▶ Data
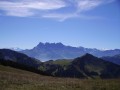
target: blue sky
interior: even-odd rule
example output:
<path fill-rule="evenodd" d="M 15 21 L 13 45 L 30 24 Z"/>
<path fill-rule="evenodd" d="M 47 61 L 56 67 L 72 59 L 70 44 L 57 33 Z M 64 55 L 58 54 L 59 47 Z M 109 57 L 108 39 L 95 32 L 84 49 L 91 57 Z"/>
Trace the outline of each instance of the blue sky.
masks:
<path fill-rule="evenodd" d="M 39 42 L 120 49 L 119 0 L 0 0 L 0 48 Z"/>

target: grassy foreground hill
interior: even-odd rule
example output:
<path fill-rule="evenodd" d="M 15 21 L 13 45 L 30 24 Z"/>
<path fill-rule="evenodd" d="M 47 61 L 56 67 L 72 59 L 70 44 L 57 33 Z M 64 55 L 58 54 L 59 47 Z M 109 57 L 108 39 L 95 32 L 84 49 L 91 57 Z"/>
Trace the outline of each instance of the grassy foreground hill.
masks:
<path fill-rule="evenodd" d="M 120 79 L 75 79 L 43 76 L 0 65 L 0 90 L 119 90 Z"/>

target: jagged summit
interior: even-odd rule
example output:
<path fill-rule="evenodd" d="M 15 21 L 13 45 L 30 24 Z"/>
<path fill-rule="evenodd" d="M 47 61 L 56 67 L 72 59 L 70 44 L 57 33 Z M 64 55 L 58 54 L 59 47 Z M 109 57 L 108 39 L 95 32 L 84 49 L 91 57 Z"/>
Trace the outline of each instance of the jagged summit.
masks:
<path fill-rule="evenodd" d="M 40 42 L 36 47 L 64 47 L 65 45 L 63 45 L 62 43 L 58 42 L 58 43 L 49 43 L 49 42 L 46 42 L 46 43 L 42 43 Z M 34 48 L 36 48 L 34 47 Z"/>

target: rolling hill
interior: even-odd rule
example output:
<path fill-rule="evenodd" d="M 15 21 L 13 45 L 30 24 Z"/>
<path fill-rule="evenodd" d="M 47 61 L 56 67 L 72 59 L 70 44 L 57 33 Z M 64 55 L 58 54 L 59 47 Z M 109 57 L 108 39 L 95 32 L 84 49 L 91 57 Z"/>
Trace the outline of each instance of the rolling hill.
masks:
<path fill-rule="evenodd" d="M 65 62 L 65 64 L 61 64 Z M 52 76 L 77 78 L 119 78 L 120 66 L 104 61 L 91 54 L 71 61 L 47 61 L 39 69 Z"/>
<path fill-rule="evenodd" d="M 0 60 L 12 61 L 30 67 L 38 67 L 41 63 L 40 60 L 28 57 L 25 54 L 10 49 L 0 49 Z"/>
<path fill-rule="evenodd" d="M 40 62 L 9 49 L 0 50 L 0 63 L 38 74 L 71 78 L 120 78 L 120 66 L 85 54 L 75 59 Z"/>

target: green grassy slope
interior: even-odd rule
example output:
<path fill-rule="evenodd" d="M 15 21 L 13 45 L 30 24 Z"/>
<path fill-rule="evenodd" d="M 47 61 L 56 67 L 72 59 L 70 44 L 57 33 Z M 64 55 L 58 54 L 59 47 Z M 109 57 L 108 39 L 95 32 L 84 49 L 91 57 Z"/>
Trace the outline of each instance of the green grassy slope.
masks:
<path fill-rule="evenodd" d="M 74 79 L 43 76 L 0 65 L 0 90 L 119 90 L 120 79 Z"/>
<path fill-rule="evenodd" d="M 58 59 L 53 61 L 53 64 L 59 64 L 61 66 L 69 65 L 73 60 L 72 59 Z"/>

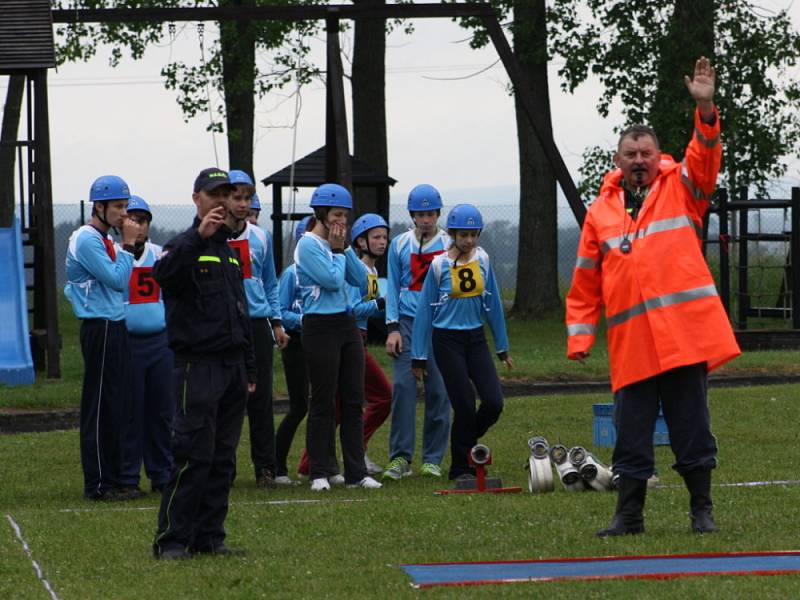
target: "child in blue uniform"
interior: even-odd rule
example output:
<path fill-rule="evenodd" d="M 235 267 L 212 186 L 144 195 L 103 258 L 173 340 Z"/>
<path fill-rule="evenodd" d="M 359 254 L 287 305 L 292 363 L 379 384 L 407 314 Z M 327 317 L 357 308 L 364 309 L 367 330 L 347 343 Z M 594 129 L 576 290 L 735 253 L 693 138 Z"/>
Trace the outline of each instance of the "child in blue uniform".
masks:
<path fill-rule="evenodd" d="M 453 405 L 450 479 L 472 478 L 468 453 L 503 410 L 503 392 L 483 331 L 489 322 L 498 358 L 509 369 L 503 301 L 489 255 L 478 246 L 483 218 L 471 204 L 459 204 L 447 216 L 452 244 L 434 258 L 425 276 L 414 321 L 411 355 L 414 375 L 425 373 L 429 340 Z M 470 383 L 471 382 L 471 383 Z M 481 403 L 475 410 L 478 390 Z"/>
<path fill-rule="evenodd" d="M 352 248 L 345 250 L 350 192 L 334 183 L 311 198 L 314 219 L 294 252 L 303 302 L 303 350 L 311 379 L 306 447 L 311 489 L 330 489 L 337 474 L 333 460 L 335 397 L 342 402 L 341 440 L 347 485 L 378 488 L 364 467 L 364 348 L 350 314 L 347 283 L 366 290 L 367 271 Z"/>
<path fill-rule="evenodd" d="M 305 217 L 297 224 L 294 230 L 295 243 L 300 241 L 306 232 L 311 217 Z M 278 485 L 293 485 L 289 477 L 289 468 L 286 459 L 289 448 L 292 446 L 297 428 L 306 418 L 308 413 L 308 372 L 306 359 L 303 354 L 302 328 L 303 306 L 300 290 L 296 284 L 297 274 L 294 264 L 289 265 L 281 274 L 278 281 L 278 299 L 281 304 L 281 317 L 286 333 L 289 335 L 288 345 L 281 350 L 283 374 L 286 377 L 286 388 L 289 392 L 289 410 L 283 417 L 275 432 L 275 458 L 277 470 L 275 483 Z M 308 473 L 303 473 L 308 475 Z"/>
<path fill-rule="evenodd" d="M 226 222 L 233 231 L 228 244 L 236 252 L 242 267 L 258 370 L 256 391 L 247 398 L 250 457 L 255 469 L 256 486 L 274 488 L 276 464 L 272 344 L 274 340 L 279 348 L 283 348 L 289 337 L 281 324 L 272 236 L 248 221 L 255 190 L 253 180 L 247 173 L 237 169 L 232 170 L 228 176 L 235 186 L 227 201 Z"/>
<path fill-rule="evenodd" d="M 384 479 L 411 475 L 417 430 L 417 383 L 411 372 L 411 329 L 422 283 L 434 257 L 450 243 L 437 226 L 442 198 L 432 185 L 420 184 L 408 195 L 408 213 L 414 228 L 397 236 L 389 246 L 386 289 L 386 352 L 394 357 L 392 429 L 389 436 L 389 464 Z M 425 420 L 422 429 L 420 473 L 441 477 L 439 466 L 447 449 L 450 431 L 450 402 L 442 376 L 431 357 L 425 383 Z"/>
<path fill-rule="evenodd" d="M 99 177 L 89 192 L 92 219 L 74 231 L 67 249 L 64 288 L 81 320 L 84 375 L 80 444 L 83 495 L 91 500 L 129 500 L 141 492 L 122 488 L 122 435 L 127 417 L 128 332 L 123 291 L 133 269 L 138 225 L 127 218 L 128 184 Z M 108 233 L 122 229 L 119 252 Z"/>
<path fill-rule="evenodd" d="M 161 258 L 162 250 L 147 239 L 153 213 L 144 199 L 131 196 L 128 217 L 139 225 L 139 236 L 134 244 L 133 272 L 125 289 L 131 417 L 125 435 L 121 483 L 137 489 L 144 460 L 151 487 L 160 492 L 172 469 L 169 444 L 175 411 L 175 357 L 167 340 L 161 288 L 153 278 L 153 265 Z"/>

▶ Your objective
Reproduce every line from the preceding data in which the word "target" can be found.

▶ Task response
target: blue sky
target: grassy foreground hill
target: jagged summit
target: rolling hill
target: green grassy slope
target: "child in blue uniform"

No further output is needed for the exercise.